## What is required
Please pull out each line of the material below that contains the string "foliage".

'''

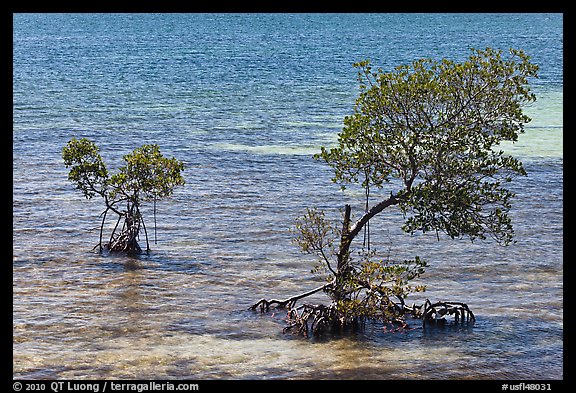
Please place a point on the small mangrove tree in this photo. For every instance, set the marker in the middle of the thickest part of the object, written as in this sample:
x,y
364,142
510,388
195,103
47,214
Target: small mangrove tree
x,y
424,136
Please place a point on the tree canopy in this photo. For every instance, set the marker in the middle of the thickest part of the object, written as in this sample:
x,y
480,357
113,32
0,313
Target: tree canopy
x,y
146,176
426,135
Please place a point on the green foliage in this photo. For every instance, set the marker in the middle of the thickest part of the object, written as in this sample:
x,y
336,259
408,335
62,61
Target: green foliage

'''
'''

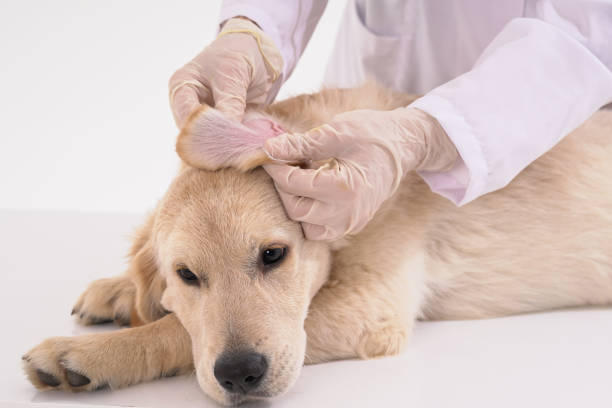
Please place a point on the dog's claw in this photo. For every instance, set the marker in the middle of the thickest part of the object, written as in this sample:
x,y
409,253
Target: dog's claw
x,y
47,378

'''

## Exercise output
Please place a point on the green foliage in this photo. For every instance, set the marker in the middle of the thickest part of the object, written as in this sample:
Target: green foliage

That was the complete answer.